Lista de tareas:
A) Transcribe tal cual el fragmento del relato sobre la oficina bancaria que va desde "He visitado una" hasta "sencillos o no.".
B) Enumera todos los muebles que se mencionan en el relato sobre la oficina bancaria.

Bloque de texto:
<<<<
He visitado una oficina bancaria después de varios años de no hacerlo, por motivos vitales y obligado. Y efectivamente ha sido una aventura desagradable, en varios sentidos. La oficina se había desprendido de todo el encanto de las oficinas bancarias de antes, donde había mesas ocupadas por bancarios atendiendo a clientes confundidos, ahora, era una explanada inhóspita llena de bancos baratos y alguna silla, alienados frente a dos ventanillas con un cajero y una cajera adormilados por el aburrimiento de los años acumulados de un trabajo sin futuro.

El espacio más bien parecía una sala de espera de una antigua comisaria, los rostros esperaban y dejaban entrever cierta apatía, no mostraban ninguna certidumbre de salir victoriosos de sus trámites, sencillos o no.

Cruce la sala y al fondo, a la derecha, separados de la sala por un biombo, donde siempre suelen estar los cagaderos, estaban agrupados, cada uno en su mesa y ligeramente aislados de su compañeros inmediatos, un grupo de aguerridos bancarios.

Me asomé, di los buenos días y pregunté: ¿esto cómo funciona? Hace mucho tiempo que no vengo. Excepto una mujer, nadie de los presentes hizo por oírme y mirarme. Sin levantarse ni acercarse me pregunto qué era lo que quería. Le conteste que una fe de vida. Había recibido un email donde me indicaban que debía acercarme a la oficina para gestionarlo o atenerme a las consecuencias. Lo que viene llamándose una dosis de miedo y amenaza.

Eso es en marzo, — me contesto –, estábamos a finales de enero.

Disculpe, pero en el email no indicaban fecha alguna, simplemente que me pasara por la oficina provisto del DNI. Y aquí estoy. ¿No se puede hacer nada?

En ese momento, de forma inesperada, se produce un chirrido que rápidamente distorsiona la musicalidad generada hasta ese momento. Un bancario, con necesidad de notoriedad o alentado por la oportunidad de despertar la aburrida existencia que reflejaba su cara, o quizás como gentil caballero hacedor de una verdadera hazaña delante de su también aburrida damisela, me suelta lo siguiente:

– ¡No lo has escuchado, hasta marzo no hay nada que hacer!
>>>>
Datos proporcionados:
<<<<
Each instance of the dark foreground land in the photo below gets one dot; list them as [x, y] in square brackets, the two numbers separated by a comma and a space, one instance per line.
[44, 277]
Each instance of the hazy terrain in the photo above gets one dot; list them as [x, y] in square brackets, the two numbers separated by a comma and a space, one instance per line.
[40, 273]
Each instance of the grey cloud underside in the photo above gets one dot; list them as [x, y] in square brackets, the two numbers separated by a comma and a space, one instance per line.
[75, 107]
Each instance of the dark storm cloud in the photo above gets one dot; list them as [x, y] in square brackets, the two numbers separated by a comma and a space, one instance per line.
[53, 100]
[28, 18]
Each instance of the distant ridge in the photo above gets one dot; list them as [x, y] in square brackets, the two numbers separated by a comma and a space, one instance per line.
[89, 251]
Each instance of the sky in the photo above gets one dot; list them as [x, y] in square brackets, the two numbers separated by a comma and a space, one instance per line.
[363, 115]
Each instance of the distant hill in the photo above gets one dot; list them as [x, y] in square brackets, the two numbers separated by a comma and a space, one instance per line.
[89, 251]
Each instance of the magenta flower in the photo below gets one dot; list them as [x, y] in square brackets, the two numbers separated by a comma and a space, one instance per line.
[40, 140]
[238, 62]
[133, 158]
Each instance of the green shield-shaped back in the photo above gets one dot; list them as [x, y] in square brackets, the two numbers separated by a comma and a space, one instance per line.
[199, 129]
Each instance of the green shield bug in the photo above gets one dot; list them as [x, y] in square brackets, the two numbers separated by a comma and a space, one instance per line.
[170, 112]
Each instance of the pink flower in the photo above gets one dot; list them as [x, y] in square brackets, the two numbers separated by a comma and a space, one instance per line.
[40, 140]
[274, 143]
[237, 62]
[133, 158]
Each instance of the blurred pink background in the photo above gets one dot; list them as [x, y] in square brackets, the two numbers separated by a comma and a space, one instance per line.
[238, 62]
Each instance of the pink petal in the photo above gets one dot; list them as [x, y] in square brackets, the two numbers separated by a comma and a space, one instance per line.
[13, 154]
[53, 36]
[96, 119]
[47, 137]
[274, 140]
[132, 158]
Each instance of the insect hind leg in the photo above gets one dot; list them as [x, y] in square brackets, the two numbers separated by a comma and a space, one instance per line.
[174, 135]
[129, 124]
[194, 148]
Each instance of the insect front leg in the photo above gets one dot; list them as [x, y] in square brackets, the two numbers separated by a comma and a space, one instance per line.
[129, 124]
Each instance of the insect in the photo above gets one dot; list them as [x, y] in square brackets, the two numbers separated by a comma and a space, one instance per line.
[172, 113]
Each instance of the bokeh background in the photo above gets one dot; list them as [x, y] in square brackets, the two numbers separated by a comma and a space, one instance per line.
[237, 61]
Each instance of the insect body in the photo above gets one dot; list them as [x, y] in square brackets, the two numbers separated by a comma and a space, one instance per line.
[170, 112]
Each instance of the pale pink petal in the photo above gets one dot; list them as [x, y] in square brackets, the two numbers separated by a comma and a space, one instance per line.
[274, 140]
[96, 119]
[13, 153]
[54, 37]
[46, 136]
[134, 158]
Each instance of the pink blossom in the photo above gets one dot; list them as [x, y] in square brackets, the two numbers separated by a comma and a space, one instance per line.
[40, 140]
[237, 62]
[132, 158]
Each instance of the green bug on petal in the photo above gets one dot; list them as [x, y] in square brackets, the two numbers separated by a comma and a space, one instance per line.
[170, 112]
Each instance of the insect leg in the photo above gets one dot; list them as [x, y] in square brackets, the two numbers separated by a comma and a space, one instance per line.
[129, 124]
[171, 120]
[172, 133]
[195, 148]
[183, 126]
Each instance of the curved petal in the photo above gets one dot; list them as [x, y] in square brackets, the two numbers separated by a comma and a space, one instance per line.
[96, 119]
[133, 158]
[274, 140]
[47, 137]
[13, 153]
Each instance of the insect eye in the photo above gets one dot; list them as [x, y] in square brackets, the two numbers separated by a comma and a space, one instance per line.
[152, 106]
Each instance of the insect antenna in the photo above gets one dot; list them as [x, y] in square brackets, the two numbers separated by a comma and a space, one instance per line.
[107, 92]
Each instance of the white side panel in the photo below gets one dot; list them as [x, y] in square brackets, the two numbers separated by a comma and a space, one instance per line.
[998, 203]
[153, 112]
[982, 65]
>>>>
<<<<
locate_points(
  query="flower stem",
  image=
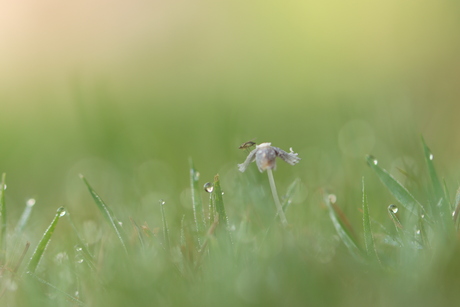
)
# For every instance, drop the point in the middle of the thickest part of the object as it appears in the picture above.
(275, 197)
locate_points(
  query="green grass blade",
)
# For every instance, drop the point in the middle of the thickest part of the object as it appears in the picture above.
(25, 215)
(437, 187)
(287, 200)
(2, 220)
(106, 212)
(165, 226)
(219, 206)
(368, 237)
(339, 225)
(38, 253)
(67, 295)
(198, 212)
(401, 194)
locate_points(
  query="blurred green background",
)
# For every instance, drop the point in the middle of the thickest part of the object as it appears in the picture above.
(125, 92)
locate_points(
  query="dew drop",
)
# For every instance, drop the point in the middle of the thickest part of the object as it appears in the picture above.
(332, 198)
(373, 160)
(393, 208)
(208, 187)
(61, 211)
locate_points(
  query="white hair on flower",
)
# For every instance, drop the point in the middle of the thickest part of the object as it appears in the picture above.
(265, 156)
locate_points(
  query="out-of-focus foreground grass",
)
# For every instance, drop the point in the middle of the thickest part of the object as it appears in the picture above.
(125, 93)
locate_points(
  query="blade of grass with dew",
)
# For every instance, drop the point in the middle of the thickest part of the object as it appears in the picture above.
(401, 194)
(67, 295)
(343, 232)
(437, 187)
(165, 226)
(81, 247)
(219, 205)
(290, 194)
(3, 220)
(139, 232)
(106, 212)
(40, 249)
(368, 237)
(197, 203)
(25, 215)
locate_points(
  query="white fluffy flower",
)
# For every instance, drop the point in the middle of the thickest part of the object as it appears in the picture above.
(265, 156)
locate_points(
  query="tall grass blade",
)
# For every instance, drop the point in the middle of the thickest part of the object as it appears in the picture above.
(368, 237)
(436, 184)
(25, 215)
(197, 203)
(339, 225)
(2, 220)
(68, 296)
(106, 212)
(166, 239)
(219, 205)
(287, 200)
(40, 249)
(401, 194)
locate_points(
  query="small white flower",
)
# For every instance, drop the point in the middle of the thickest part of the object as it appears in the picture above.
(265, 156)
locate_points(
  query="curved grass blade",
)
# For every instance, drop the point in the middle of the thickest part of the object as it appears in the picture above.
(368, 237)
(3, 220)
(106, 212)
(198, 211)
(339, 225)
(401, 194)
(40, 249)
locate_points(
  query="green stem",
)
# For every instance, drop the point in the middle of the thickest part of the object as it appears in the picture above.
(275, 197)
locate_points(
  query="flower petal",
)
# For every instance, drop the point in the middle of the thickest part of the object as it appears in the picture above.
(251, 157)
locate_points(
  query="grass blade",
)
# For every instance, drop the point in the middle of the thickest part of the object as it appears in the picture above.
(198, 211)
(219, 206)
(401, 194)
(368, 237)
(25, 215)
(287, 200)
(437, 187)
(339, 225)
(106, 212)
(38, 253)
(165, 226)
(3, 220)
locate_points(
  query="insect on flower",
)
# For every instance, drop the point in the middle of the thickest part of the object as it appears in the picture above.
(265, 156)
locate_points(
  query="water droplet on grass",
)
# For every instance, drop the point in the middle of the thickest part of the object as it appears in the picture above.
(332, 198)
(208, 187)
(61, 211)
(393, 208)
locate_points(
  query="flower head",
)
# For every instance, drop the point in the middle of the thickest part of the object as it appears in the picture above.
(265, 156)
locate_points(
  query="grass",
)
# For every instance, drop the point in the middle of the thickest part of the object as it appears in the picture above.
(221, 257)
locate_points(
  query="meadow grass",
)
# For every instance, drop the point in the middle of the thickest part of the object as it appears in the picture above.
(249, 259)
>>>>
<<<<
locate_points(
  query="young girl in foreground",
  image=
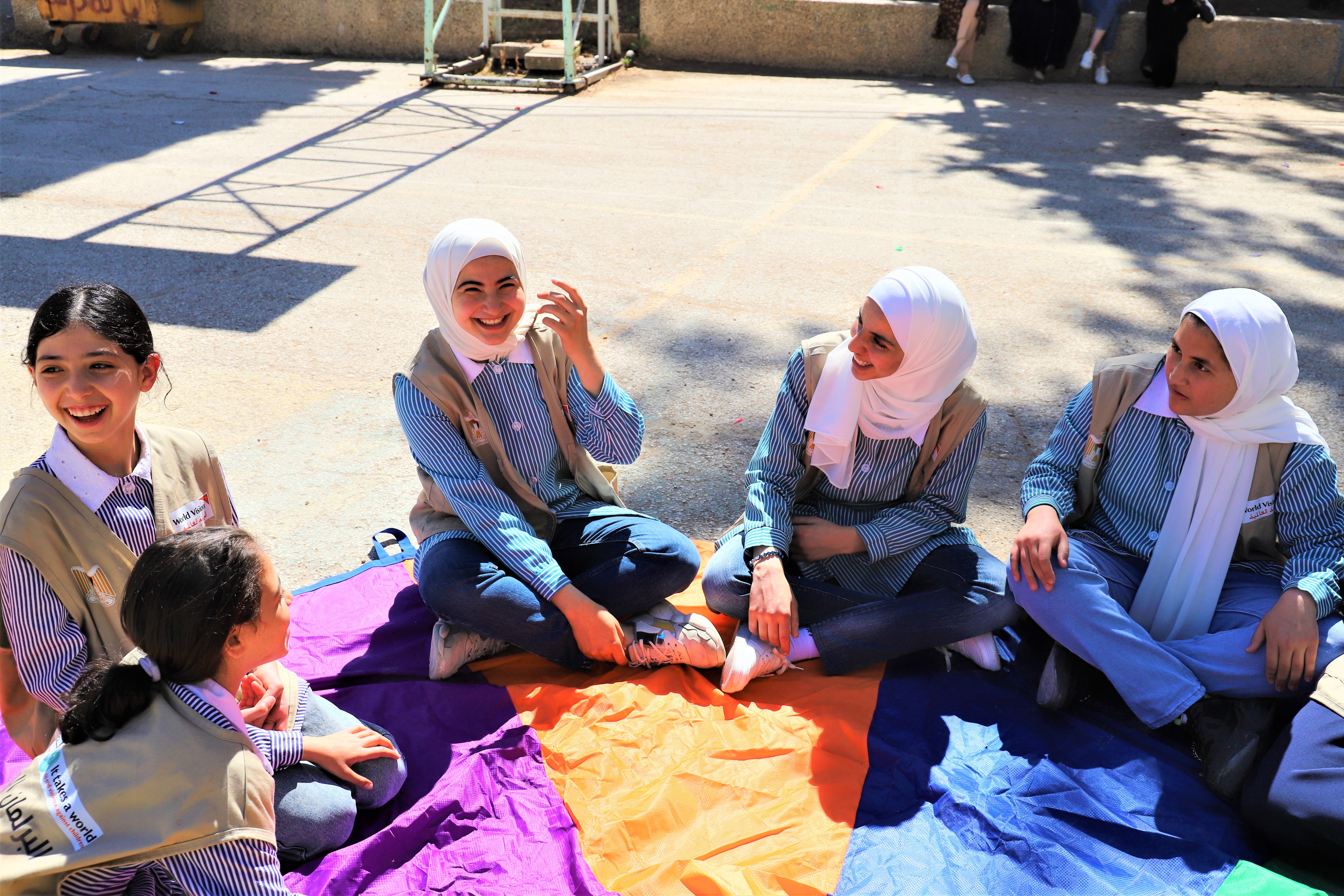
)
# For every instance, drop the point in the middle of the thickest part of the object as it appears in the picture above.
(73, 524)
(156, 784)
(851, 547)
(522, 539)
>>>>
Respuestas:
A)
He visitado una oficina bancaria después de varios años de no hacerlo, por motivos vitales y obligado. Y efectivamente ha sido una aventura desagradable, en varios sentidos. La oficina se había desprendido de todo el encanto de las oficinas bancarias de antes, donde había mesas ocupadas por bancarios atendiendo a clientes confundidos, ahora, era una explanada inhóspita llena de bancos baratos y alguna silla, alienados frente a dos ventanillas con un cajero y una cajera adormilados por el aburrimiento de los años acumulados de un trabajo sin futuro.

El espacio más bien parecía una sala de espera de una antigua comisaria, los rostros esperaban y dejaban entrever cierta apatía, no mostraban ninguna certidumbre de salir victoriosos de sus trámites, sencillos o no.

B) mesas, bancos, silla, biombo